Pick out each line in the records below that contains the string "right".
------ Supplied records ------
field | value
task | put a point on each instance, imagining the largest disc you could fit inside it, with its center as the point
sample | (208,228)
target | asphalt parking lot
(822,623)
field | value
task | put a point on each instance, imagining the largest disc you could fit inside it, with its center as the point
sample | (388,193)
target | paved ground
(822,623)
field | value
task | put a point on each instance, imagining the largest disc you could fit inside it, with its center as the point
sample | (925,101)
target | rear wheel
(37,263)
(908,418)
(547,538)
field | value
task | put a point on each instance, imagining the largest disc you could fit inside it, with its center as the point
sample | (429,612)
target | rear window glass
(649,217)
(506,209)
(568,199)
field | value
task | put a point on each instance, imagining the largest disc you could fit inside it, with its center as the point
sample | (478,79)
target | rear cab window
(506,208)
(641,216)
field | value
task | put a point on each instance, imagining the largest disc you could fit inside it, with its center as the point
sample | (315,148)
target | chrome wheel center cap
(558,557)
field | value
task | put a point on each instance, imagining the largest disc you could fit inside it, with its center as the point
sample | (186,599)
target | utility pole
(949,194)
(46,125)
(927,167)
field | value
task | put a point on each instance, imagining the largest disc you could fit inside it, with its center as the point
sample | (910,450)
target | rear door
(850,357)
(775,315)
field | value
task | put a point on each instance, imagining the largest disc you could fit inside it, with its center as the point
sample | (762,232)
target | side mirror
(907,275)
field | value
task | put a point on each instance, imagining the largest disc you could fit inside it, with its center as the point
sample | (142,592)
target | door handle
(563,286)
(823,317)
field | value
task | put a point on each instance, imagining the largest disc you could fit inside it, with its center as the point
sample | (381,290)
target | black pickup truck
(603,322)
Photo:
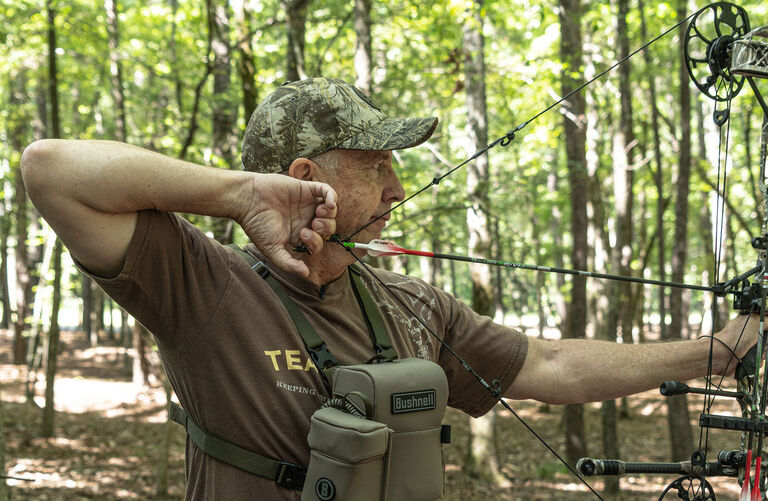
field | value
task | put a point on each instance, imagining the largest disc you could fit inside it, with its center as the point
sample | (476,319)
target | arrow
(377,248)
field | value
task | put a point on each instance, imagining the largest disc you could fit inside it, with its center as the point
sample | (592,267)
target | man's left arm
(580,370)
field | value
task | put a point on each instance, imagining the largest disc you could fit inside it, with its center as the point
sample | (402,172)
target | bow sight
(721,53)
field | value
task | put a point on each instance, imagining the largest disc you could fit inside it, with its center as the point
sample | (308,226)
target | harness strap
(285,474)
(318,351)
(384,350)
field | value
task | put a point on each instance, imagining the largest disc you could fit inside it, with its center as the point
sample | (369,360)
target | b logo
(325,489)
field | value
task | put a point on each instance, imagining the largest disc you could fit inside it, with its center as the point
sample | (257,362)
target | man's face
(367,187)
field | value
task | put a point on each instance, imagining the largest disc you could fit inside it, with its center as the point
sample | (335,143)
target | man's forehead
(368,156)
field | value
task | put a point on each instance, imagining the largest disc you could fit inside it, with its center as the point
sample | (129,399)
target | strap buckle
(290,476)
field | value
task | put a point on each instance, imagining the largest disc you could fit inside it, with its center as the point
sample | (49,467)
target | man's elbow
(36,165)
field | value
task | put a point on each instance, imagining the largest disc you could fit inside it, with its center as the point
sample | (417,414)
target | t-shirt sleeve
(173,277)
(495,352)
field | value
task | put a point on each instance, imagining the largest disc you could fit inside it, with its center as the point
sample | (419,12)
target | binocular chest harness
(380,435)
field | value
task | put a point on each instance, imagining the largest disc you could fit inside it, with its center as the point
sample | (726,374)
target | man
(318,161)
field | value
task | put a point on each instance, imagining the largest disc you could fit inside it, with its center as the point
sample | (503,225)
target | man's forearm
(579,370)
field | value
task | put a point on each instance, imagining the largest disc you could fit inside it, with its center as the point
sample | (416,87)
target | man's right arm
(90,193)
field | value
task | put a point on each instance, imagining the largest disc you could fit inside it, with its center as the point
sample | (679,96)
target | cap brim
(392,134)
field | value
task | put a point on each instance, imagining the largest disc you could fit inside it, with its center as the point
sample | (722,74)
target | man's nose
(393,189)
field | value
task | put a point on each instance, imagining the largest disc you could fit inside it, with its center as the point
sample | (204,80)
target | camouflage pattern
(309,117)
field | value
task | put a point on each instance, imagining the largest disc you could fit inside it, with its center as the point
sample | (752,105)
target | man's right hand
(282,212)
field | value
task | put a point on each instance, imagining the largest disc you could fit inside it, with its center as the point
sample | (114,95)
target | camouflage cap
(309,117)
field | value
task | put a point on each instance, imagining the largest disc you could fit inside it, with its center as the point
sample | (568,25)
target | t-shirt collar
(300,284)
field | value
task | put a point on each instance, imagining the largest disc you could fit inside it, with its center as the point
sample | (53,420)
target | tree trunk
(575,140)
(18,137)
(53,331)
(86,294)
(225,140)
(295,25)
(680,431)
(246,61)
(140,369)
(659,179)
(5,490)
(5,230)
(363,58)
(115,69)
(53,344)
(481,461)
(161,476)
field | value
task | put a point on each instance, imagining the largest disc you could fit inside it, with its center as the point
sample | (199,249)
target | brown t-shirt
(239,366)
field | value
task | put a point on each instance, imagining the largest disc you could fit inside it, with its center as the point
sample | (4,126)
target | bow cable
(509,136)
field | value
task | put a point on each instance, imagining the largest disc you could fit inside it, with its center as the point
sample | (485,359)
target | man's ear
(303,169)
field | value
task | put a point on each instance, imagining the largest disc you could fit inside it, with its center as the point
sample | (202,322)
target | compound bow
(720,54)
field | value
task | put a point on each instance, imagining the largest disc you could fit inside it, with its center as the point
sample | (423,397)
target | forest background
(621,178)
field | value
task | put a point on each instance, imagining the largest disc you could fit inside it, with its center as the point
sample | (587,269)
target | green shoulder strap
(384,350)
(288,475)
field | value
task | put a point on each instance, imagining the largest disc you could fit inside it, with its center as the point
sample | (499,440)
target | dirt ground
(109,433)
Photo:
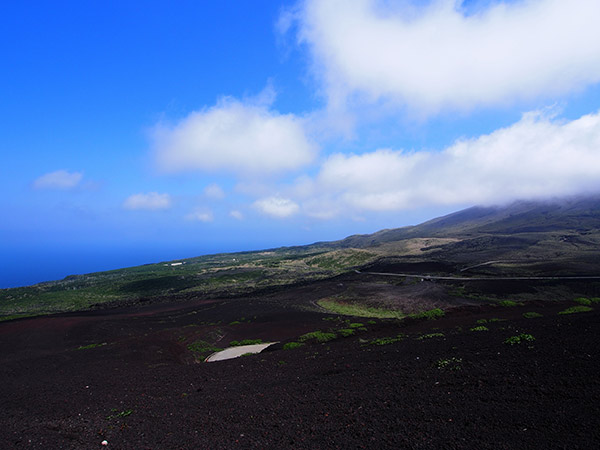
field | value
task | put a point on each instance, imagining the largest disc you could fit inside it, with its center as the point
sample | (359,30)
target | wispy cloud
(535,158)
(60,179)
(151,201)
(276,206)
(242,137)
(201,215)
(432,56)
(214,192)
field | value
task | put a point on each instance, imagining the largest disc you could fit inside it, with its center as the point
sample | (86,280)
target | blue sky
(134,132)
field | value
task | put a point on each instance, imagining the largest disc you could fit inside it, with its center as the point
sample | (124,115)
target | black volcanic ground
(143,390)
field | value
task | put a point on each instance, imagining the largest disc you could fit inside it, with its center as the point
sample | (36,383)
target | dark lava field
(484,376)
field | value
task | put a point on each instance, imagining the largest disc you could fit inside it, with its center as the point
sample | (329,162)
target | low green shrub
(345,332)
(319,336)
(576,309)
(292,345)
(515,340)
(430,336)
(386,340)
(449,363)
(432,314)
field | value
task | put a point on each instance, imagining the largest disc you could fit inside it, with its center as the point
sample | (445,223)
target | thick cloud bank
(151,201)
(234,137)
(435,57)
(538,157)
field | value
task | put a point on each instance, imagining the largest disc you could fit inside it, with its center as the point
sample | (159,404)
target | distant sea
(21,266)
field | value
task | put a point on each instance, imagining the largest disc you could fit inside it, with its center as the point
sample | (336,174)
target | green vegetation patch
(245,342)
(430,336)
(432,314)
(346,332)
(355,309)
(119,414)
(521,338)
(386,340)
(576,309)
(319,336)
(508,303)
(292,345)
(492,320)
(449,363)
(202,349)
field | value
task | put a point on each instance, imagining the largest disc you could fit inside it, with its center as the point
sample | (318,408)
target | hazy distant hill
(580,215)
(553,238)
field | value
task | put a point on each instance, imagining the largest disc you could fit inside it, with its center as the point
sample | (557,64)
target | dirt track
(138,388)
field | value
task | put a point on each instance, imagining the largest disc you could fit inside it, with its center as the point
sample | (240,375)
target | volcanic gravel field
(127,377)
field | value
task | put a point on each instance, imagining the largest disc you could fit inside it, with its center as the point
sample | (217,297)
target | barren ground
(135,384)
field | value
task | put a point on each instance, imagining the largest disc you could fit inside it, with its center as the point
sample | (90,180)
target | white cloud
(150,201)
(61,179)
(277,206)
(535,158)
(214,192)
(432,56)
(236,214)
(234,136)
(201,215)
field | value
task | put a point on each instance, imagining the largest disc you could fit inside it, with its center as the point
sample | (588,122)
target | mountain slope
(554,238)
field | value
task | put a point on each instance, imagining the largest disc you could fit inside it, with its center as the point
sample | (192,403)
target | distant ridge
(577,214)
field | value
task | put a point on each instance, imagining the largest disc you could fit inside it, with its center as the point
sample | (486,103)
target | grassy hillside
------
### The reply
target | man's right arm
target | man's right hand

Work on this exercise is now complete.